(Entries taken from a collection)
──────

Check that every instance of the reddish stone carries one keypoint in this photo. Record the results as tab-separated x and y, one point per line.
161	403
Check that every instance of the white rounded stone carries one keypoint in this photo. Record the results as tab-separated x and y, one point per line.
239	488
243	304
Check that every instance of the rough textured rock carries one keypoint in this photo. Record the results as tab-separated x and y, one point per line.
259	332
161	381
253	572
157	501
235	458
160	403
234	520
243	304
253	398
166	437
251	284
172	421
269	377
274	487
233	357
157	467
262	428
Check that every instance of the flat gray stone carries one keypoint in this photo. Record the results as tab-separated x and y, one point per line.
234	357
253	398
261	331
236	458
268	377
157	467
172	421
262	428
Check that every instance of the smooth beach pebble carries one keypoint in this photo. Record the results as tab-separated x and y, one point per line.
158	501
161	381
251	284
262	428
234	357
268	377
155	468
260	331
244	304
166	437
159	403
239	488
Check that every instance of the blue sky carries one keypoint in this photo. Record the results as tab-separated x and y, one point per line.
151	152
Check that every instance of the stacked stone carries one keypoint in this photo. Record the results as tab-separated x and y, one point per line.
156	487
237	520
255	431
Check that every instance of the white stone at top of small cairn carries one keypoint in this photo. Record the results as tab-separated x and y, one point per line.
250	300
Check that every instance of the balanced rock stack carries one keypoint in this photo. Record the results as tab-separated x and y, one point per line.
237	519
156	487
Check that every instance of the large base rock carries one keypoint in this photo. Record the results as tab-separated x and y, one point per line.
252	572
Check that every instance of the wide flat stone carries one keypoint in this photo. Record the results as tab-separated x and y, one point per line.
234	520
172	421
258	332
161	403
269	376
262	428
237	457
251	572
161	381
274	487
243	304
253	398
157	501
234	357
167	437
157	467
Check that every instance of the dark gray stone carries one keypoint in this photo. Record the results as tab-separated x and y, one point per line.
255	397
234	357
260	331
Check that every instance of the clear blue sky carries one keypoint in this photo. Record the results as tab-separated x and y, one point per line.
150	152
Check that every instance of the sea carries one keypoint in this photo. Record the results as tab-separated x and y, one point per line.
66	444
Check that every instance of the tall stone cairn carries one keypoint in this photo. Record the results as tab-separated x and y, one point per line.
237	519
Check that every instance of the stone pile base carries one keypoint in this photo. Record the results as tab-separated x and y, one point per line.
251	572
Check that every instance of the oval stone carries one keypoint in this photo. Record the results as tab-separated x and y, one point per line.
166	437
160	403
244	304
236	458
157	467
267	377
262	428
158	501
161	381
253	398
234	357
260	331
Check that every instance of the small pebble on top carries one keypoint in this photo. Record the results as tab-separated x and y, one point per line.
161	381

──────

Your answer must be every record above, repeated exactly.

COMPLETED TASK
Check that every instance of the reddish stone carries one keypoint in this photo. Record the results as tab-separated x and y, one point per line.
161	403
Check that every instance of the white rounded stone carries one keypoint in this photo. Record the results as tab-separated x and y, one point per line.
239	488
243	304
Check that every instance of the rough textured rock carries one keypoint in this photo. Record the results as tab-separated x and y, one point per line.
259	332
161	381
253	572
157	501
235	458
160	403
234	520
243	304
253	398
166	437
251	284
172	421
269	377
274	487
233	357
157	467
262	428
Check that every instance of the flat gray stone carries one keypoint in this photo. Record the results as tab-separated x and y, one point per line.
234	357
253	398
261	331
236	458
268	377
157	467
172	421
262	428
Check that every instance of the smooth beach pebble carries one keypoint in this photo. Record the results as tab-separated x and y, one point per line.
158	501
161	381
251	284
262	428
234	357
268	377
155	468
260	331
244	304
166	437
159	403
239	488
Check that every instance of the blue sky carries one keypoint in this photo. Record the results as tab-separated x and y, one point per line.
151	152
Check that every instance of the stacked stone carries one keypoint in this photo. Record the results as tab-separated x and y, one point per line.
156	487
237	520
255	431
Check that every instance of the white stone at top of small cairn carries one keypoint in this photo. Record the results as tab-separated x and y, one point per line.
250	300
Check that every instance of the balanced rock stack carries one keypoint in this photo. Record the results as tab-separated x and y, one point per line.
237	519
156	487
Check that every instance of the large base rock carries one keypoint in this photo. Record the results as tab-separated x and y, one point per line.
252	572
Check that every instance of the wide flat stone carries one keypoint in this photo. Record the results as tab-separated x and y, one point per line.
234	520
172	421
258	332
161	403
269	376
262	428
237	457
251	572
161	381
274	487
243	304
253	398
157	501
234	357
167	437
157	467
Check that every instance of the dark gray stone carries one keypoint in this photo. Record the results as tab-separated x and y, one point per line.
255	397
234	357
260	331
Check that every instance of the clear blue sky carries one keypoint in this photo. Record the results as tab-separated x and y, one point per line.
150	152
Check that every instance of the sea carries one keypoint in this photo. Record the results as tab-separated x and y, one point per line.
66	444
Check that every instance of the tall stone cairn carries one keypoint in this photo. Record the results as tab-separated x and y, one point per line.
237	519
Check that every instance of the stone pile base carries one keypoint in this photo. Record the results as tab-separated x and y, one point per line.
251	572
Check that every instance of the oval stone carries one keypoint in this photo. Record the results as tab-separated x and y, one point per line.
166	437
160	403
244	304
236	458
157	467
267	377
262	428
158	501
161	381
253	398
234	357
260	331
Check that every instance of the small pebble on top carries one keypoint in this photo. Record the results as tab-separated x and y, one point per line.
161	381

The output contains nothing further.